Given text

start

Add extension example, replace input_hijack with chat_input_modifier (#3307)

2023-07-25 18:49:56 -03:00 · 2023-07-25 18:49:56 -03:00 · ef8637e32d
commit ef8637e32d
parent 08c622df2e
10 changed files with 335 additions and 100 deletions
--- a/extensions/api/blocking_api.py
+++ b/extensions/api/blocking_api.py
@ -7,10 +7,15 @@ from modules import shared
 from modules.chat import generate_chat_reply
 from modules.LoRA import add_lora_to_model
 from modules.models import load_model, unload_model
-from modules.models_settings import (get_model_settings_from_yamls,
-                                     update_model_parameters)
-from modules.text_generation import (encode, generate_reply,
-                                     stop_everything_event)
+from modules.models_settings import (
+    get_model_settings_from_yamls,
+    update_model_parameters
+)
+from modules.text_generation import (
+    encode,
+    generate_reply,
+    stop_everything_event
+)
 from modules.utils import get_available_models


--- a/extensions/api/streaming_api.py
+++ b/extensions/api/streaming_api.py
@ -2,12 +2,15 @@ import asyncio
 import json
 from threading import Thread

-from websockets.server import serve
-
-from extensions.api.util import build_parameters, try_start_cloudflared, with_api_lock
+from extensions.api.util import (
+    build_parameters,
+    try_start_cloudflared,
+    with_api_lock
+)

end

Extracted material
start

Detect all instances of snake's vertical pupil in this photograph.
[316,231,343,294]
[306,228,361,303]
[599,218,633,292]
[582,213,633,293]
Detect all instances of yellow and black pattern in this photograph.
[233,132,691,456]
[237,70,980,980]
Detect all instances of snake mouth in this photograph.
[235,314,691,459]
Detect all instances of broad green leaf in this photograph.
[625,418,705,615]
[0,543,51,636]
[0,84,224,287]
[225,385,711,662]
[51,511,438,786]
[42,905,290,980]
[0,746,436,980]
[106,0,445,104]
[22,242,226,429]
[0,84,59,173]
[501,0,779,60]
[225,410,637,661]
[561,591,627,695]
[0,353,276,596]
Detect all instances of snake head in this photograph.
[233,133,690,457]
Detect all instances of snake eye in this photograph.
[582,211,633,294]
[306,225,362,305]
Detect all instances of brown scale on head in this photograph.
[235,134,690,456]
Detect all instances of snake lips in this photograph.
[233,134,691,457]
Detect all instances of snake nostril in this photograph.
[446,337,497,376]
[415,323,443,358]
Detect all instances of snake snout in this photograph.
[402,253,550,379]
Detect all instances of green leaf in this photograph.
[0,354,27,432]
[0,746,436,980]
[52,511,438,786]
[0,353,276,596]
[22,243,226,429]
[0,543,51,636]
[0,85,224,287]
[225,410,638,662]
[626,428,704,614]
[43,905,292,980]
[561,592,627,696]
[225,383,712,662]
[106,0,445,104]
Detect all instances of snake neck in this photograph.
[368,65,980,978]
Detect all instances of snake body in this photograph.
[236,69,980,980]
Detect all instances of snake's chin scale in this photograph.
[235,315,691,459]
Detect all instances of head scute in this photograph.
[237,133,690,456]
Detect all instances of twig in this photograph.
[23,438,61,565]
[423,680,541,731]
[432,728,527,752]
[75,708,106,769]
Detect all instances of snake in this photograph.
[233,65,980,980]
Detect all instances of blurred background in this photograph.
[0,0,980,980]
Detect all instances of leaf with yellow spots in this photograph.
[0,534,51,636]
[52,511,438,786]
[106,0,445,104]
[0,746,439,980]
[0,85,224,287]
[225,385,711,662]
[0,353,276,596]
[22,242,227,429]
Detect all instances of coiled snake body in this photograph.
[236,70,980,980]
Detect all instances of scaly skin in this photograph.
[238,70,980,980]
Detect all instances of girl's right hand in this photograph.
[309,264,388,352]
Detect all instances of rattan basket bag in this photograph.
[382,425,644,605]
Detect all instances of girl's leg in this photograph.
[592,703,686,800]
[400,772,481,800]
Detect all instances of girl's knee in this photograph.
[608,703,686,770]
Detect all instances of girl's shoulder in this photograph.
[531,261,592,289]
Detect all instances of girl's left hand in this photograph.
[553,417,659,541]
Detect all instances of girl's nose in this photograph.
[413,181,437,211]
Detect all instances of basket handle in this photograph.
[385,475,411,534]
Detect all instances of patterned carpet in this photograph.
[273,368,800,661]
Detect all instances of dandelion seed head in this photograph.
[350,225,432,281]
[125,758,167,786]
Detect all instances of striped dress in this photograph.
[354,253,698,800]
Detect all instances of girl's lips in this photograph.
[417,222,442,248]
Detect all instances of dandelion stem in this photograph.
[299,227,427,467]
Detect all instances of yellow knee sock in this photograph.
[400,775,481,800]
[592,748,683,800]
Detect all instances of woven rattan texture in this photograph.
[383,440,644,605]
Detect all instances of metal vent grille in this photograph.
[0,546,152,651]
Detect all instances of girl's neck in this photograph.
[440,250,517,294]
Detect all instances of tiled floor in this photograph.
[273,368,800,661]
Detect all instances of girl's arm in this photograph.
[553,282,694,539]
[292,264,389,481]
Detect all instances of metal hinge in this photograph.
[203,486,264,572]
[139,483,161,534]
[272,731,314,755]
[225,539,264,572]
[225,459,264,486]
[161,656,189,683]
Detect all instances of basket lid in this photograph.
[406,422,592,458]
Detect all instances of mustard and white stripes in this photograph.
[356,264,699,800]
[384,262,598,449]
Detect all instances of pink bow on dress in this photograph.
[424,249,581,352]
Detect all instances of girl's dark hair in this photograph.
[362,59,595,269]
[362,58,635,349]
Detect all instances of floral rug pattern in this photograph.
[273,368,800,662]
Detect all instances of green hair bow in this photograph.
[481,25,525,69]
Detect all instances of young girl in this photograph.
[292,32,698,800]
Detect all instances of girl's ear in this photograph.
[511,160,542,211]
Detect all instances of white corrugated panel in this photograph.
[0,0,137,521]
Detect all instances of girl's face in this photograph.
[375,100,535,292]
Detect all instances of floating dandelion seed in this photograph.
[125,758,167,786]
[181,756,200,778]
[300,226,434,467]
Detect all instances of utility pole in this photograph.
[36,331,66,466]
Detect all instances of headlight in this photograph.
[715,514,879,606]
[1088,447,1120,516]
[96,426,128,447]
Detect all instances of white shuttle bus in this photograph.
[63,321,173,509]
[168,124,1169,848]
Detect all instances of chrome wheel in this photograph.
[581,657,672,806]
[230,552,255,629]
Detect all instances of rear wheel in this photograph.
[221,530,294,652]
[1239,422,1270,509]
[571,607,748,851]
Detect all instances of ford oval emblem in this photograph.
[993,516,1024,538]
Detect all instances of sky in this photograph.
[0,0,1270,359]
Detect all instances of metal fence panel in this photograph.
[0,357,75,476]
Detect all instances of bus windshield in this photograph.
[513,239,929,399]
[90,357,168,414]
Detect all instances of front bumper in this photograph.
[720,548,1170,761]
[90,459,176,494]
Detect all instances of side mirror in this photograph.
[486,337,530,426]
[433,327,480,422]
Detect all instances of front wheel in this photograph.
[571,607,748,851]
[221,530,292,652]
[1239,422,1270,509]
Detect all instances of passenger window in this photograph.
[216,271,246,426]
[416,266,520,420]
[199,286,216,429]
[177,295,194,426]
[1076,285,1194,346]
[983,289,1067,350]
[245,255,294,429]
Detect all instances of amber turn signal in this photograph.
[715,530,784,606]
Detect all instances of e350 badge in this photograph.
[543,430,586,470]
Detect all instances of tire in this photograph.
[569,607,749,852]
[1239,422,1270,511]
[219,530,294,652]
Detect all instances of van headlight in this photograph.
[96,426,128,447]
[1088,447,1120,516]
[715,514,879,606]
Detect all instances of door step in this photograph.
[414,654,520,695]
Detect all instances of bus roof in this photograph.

end

Directives
1. Decide whether each statement below agrees with the commit diff, answering yes or no and quoting the words from the diff that settle it.
(a) The parent of this commit is 08c622df2e.
(b) The commit reports 100 changed files.
(c) In blocking_api.py, the import from modules.models_settings is rewritten to put each imported name on its own line.
2. Carry on the commit diff from the point where it stops, not the listing.

Answers to the tasks
1.
(a) Yes: "parent 08c622df2e"
(b) No: "10 changed files with 335 additions and 100 deletions"
(c) Yes: "+from modules.models_settings import (
+    get_model_settings_from_yamls,
+    update_model_parameters
+)"

2.
 from modules import shared
 from modules.chat import generate_chat_reply
 from modules.text_generation import generate_reply
+from websockets.server import serve

 PATH = '/api/v1/stream'

--- a/extensions/api/util.py
+++ b/extensions/api/util.py
@ -10,7 +10,6 @@ from modules import shared
 from modules.chat import load_character_memoized
 from modules.presets import load_preset_memoized

-
 # We use a thread local to store the asyncio lock, so that each thread
 # has its own lock.  This isn't strictly necessary, but it makes it
 # such that if we can support multiple worker threads in the future,
--- a/extensions/example/script.py
+++ b/extensions/example/script.py
@ -0,0 +1,129 @@
+"""
+An example of extension. It does nothing, but you can add transformations
+before the return statements to customize the webui behavior.
+
+Starting from history_modifier and ending in output_modifier, the
+functions are declared in the same order that they are called at
+generation time.
+"""
+
+import torch
+from modules import chat
+from modules.text_generation import (
+    decode,
+    encode,
+    generate_reply,
+)
+from transformers import LogitsProcessor
+
+params = {
+    "display_name": "Example Extension",
+    "is_tab": False,
+}
+
+class MyLogits(LogitsProcessor):
+    """
+    Manipulates the probabilities for the next token before it gets sampled.
+    It gets used in the custom_logits_processor function below.
+    """
+    def __init__(self):
+        pass
+
+    def __call__(self, input_ids, scores):
+        # probs = torch.softmax(scores, dim=-1, dtype=torch.float)
+        # probs[0] /= probs[0].sum()
+        # scores = torch.log(probs / (1 - probs))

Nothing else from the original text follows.